- [PROBLEM STATEMENT]: Put each line of the records below into a numbered list, leaving out any blank lines.

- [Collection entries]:
* * * * * * * * *
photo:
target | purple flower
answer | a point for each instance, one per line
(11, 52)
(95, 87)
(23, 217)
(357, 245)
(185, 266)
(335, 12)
* * * * * * * * *
- [OUTPUT FOR THIS TASK]:
1. photo:
2. target | purple flower
3. answer | a point for each instance, one per line
4. (11, 52)
5. (95, 87)
6. (23, 217)
7. (357, 245)
8. (185, 266)
9. (335, 12)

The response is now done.